Complete the following
**1.** In the article on intermittent fasting, which journal published the study?
**2.** Carry the intermittent fasting article forward from its last sentence.
:: Extracted text
Intermittent fasting has recently become the talk of the weight loss world, gaining countless devotees and being heralded as a simple weight loss plan that can help even those who've struggled to shed weight in the past. However, a new study suggests that it may be more than just pounds you lose when you adopt an intermittent fasting plan.
According to a study published in the journal Science Translational Medicine on June 16, 2021, researchers who participated in intermittent fasting during a control trial actually lost fewer pounds than those who followed a diet that didn't incorporate time-restricted eating. Perhaps even more surprisingly, this was true even though adherents to both diets consumed the same number of total calories.
To reach their conclusion, researchers from the University of Bath's Centre for Nutrition, Exercise & Metabolism had study participants break into three groups: group one fasted on alternate days and ate 50% more than usual on the day after a fast, group two reduced the number of total calories they consumed by 25% across meals with no fasting, and group three fasted every other day, but ate 100% more than usual on the day following their fast day. All groups consumed between 2,000 and 2,500 calories at the beginning of the three-week study period, with groups one and two reducing their overall calorie intake to between 1,500 and 2,000 calories a day, and group three fasting but not reducing their total caloric intake.
::::
:: Available data
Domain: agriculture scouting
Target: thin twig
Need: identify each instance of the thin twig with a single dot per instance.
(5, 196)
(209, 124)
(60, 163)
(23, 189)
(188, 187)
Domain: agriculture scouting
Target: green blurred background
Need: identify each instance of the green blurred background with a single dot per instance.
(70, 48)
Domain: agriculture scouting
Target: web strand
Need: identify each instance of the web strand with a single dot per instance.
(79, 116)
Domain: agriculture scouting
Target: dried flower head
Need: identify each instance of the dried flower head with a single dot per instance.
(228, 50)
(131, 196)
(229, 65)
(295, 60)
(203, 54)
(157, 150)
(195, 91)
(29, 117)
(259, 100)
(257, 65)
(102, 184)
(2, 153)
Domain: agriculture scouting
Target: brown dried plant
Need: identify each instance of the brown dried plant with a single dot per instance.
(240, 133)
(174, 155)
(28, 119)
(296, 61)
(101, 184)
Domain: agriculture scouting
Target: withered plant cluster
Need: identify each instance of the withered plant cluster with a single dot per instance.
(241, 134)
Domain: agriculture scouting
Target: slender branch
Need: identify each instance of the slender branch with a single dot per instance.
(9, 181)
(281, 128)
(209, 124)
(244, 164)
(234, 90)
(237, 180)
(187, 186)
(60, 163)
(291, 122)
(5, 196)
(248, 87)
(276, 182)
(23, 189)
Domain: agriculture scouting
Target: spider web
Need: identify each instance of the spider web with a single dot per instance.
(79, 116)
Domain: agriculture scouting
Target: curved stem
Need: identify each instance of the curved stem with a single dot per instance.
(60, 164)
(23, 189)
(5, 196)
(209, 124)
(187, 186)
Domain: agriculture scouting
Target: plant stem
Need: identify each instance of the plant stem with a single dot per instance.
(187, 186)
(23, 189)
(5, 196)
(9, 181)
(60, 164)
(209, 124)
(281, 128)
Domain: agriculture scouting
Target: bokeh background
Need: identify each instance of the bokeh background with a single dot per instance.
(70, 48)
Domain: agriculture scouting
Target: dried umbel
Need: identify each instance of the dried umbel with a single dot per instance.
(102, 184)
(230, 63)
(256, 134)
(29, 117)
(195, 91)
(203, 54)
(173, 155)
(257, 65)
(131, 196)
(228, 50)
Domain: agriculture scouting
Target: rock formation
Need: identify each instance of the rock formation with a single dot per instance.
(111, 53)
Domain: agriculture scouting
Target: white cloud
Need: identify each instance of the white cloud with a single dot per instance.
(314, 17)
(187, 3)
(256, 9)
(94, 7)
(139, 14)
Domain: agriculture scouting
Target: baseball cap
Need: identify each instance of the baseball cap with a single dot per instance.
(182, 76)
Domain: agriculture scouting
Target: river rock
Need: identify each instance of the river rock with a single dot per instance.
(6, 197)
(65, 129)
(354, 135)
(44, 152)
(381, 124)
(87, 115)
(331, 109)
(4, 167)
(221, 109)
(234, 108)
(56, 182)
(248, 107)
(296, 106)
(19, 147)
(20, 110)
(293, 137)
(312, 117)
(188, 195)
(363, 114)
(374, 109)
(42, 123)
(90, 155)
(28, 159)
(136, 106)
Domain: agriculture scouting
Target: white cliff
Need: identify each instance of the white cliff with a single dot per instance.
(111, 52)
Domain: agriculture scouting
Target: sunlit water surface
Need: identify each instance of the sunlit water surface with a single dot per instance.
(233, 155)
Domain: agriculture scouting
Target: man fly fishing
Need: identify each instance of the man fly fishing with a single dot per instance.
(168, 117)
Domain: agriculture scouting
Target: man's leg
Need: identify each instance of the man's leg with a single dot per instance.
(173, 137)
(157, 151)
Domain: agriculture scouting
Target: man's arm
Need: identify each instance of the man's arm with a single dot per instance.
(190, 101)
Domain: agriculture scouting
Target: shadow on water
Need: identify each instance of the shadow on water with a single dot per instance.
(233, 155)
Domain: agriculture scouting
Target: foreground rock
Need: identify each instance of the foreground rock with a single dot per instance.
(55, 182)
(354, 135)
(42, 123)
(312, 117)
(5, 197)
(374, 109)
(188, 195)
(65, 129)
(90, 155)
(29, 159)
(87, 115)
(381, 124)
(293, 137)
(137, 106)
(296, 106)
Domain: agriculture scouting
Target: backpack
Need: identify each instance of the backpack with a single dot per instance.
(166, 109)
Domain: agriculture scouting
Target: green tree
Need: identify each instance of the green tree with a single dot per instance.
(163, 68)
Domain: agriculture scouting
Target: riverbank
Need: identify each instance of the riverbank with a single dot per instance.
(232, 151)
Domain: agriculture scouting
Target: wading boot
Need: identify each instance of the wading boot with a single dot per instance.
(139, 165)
::::
Results of the tasks
**1.** Science Translational Medicine

**2.**
Researchers found that individuals in group two shed just over four pounds, on average, over a three-week period, virtually all of which was fat loss. Group one, which consumed the same number of calories as group two, but incorporated fasting, lost slightly less weight—3.5 pounds on average—but the pounds lost were approximately half fat, half muscle mass. Among the third group, the total weight loss was not significant.
"Intermittent fasting is no magic bullet and the findings of our experiment suggest that there is nothing special about fasting when compared with more traditional, standard diets people might follow," said James Betts, PhD, the study's lead author and director of the Centre for Nutrition, Exercise & Metabolism, said in a statement.
What's more, Betts explained that the loss of muscle mass might make it more difficult for individuals to stay physically active or maintain their muscle mass, which burns more calories at rest than fat mass. So, while sticking to an intermittent fasting plan may help you shed a few pounds, that weight loss may come at a cost to your other health and fitness goals.